------ Texto de apoio

Os discípulos devem continuar a missão de Jesus na terra. Para isso é que eles
são enviados. O Senhor Jesus tirou-os do mundo,
deu-lhes a salvação, capacita-os com a sua palavra para irem pelo mundo e
cumprir a missão de serem e fazerem discípulos (Mt 28,19-20).
- Jesus ora pela Sua Igreja. De facto, os
discípulos não vivem isolados, mas em fraternidade.
Acima de tudo, Ele reza pela unidade, pois será por ela que o mundo
acreditará. Fazemos parte duma comunidade que se
chama Igreja, pois a palavra “igreja” (ecklesía) significa comunidade dos “chamados para fora”,
ou seja, para fora do sistema do mundo. Não somos mais deste mundo: somos
chamados a viver uma vida em unidade como igreja. A unidade cristã fará com que cresçamos e nos aperfeiçoemos, sejamos
completos, pois sozinhos não somos completos: precisamos de viver em unidade
para sermos completos.
Depois, ora com vista à glorificação futura.
Jesus roga ao Pai para que os seus discípulos vejam a sua glória e estejam no
céu com ele. Assim, a nossa salvação está segura, o nosso destino está seguro e
a obra de Cristo é completa. Já não somos deste mundo, mas estamos no mundo; a
capacitação é a palavra do Senhor; temos que viver em unidade; e o nosso
destino é certo. E vivemos aqui como estrangeiros aguardando em jubilosa
esperança a última vinda de Cristo Salvador. Um dia estaremos face a face com o
Senhor, contemplando a sua glória.

------------
------ Material fornecido

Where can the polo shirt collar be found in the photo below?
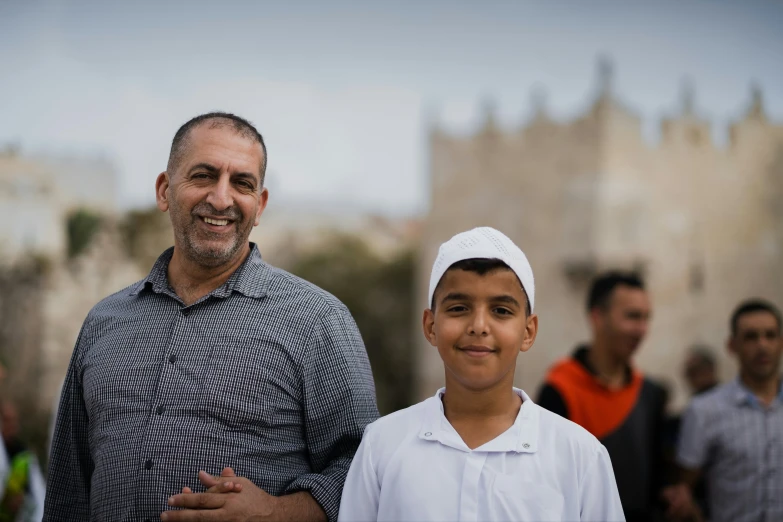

------------

Tarefas propostas -
1 – Transcreva, do texto sobre a oração de Jesus, o trecho que vai de “Os discípulos devem” até “à glorificação futura.”.
2 – Por favor, reescreva em forma de lista o parágrafo do texto sobre a oração de Jesus que começa por “Depois, ora com vista à glorificação futura”, mantendo as suas ideias principais.

Respostas -
1 –
Os discípulos devem continuar a missão de Jesus na terra. Para isso é que eles
são enviados. O Senhor Jesus tirou-os do mundo,
deu-lhes a salvação, capacita-os com a sua palavra para irem pelo mundo e
cumprir a missão de serem e fazerem discípulos (Mt 28,19-20).
- Jesus ora pela Sua Igreja. De facto, os
discípulos não vivem isolados, mas em fraternidade.
Acima de tudo, Ele reza pela unidade, pois será por ela que o mundo
acreditará. Fazemos parte duma comunidade que se
chama Igreja, pois a palavra “igreja” (ecklesía) significa comunidade dos “chamados para fora”,
ou seja, para fora do sistema do mundo. Não somos mais deste mundo: somos
chamados a viver uma vida em unidade como igreja. A unidade cristã fará com que cresçamos e nos aperfeiçoemos, sejamos
completos, pois sozinhos não somos completos: precisamos de viver em unidade
para sermos completos.
Depois, ora com vista à glorificação futura.

2 –
- Jesus ora com vista à glorificação futura. Pede ao Pai que os seus discípulos vejam a sua glória e estejam com ele no céu.
- Assim, a nossa salvação e o nosso destino estão seguros, e a obra de Cristo é completa.
- Já não somos deste mundo, mas estamos no mundo. A capacitação é a palavra do Senhor.
- Temos de viver em unidade, e o nosso destino é certo.
- Vivemos aqui como estrangeiros, aguardando em jubilosa esperança a última vinda de Cristo Salvador.
- Um dia estaremos face a face com o Senhor, contemplando a sua glória.